→ **Exercise brief**
Count how many lines in the entries below contain the string "black". The match is case-sensitive. Reply with the number alone.

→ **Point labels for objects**
◇ ◇ ◇ ◇ ◇ ◇ ◇

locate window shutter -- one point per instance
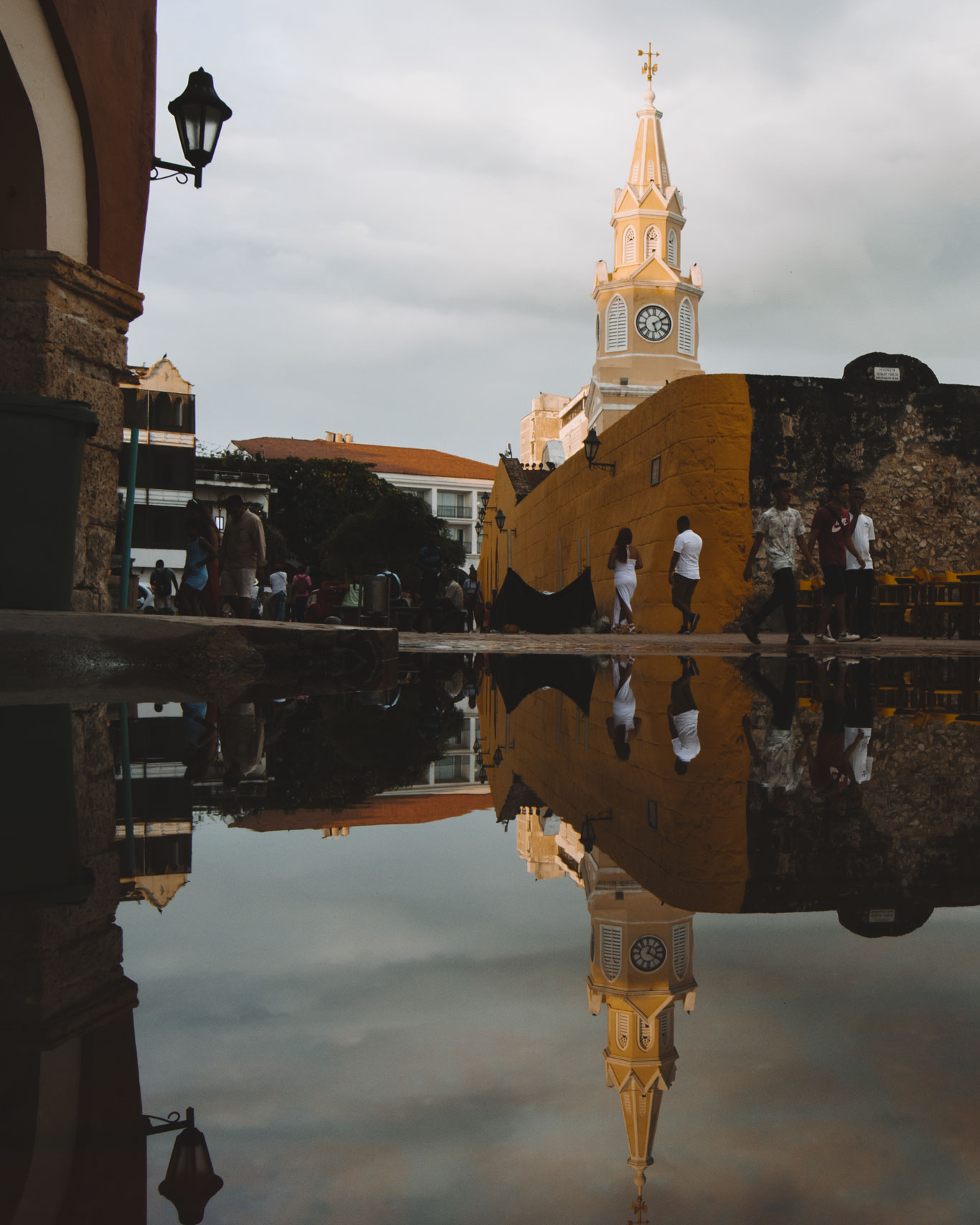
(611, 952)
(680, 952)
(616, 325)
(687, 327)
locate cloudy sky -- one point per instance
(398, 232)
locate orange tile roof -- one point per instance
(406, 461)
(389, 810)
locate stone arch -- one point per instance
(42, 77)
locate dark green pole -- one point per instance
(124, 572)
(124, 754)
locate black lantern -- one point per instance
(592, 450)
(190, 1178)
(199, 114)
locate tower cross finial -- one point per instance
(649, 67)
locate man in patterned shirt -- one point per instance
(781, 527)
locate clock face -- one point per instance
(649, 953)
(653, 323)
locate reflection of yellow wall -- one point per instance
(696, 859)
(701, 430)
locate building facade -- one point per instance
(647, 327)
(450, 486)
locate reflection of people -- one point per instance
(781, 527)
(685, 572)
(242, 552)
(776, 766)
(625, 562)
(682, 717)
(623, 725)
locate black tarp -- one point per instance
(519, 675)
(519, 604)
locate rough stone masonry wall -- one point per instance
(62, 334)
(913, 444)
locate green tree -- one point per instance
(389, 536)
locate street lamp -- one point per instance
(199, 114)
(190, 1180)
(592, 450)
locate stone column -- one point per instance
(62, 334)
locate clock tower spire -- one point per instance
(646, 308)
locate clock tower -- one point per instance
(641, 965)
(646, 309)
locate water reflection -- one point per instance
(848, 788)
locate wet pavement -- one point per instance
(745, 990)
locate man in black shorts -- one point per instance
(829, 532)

◇ ◇ ◇ ◇ ◇ ◇ ◇

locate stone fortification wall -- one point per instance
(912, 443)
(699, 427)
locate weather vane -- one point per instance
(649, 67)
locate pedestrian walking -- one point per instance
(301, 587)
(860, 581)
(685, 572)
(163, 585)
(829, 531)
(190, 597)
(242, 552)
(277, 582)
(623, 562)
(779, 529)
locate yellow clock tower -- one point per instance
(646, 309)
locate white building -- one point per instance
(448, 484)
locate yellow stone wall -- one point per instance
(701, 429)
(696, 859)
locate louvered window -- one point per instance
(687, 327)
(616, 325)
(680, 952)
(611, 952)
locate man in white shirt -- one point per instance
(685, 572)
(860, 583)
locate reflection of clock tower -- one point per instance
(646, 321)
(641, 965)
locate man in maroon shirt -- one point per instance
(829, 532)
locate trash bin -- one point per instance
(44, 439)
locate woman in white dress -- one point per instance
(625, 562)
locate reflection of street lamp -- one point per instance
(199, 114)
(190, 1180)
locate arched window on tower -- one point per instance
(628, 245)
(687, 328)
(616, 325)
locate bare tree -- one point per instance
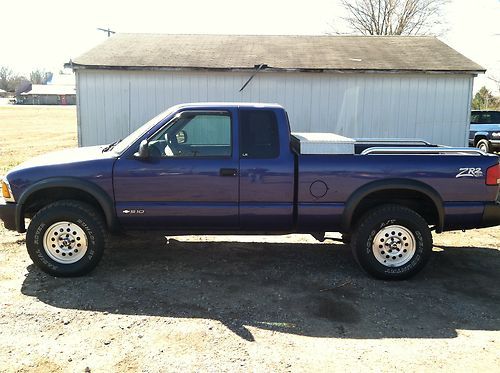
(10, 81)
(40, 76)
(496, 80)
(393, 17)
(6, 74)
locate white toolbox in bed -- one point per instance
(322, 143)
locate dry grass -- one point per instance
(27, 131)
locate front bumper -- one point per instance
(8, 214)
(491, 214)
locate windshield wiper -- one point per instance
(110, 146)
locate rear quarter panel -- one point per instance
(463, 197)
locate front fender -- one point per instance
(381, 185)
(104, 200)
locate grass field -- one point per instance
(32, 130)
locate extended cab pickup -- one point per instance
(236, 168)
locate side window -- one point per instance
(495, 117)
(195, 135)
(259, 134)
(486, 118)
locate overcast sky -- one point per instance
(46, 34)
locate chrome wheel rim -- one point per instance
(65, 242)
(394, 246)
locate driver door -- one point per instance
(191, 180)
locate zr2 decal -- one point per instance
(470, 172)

◇ ◇ ◇ ◇ ◇ ◇ ◇

→ **Full output**
3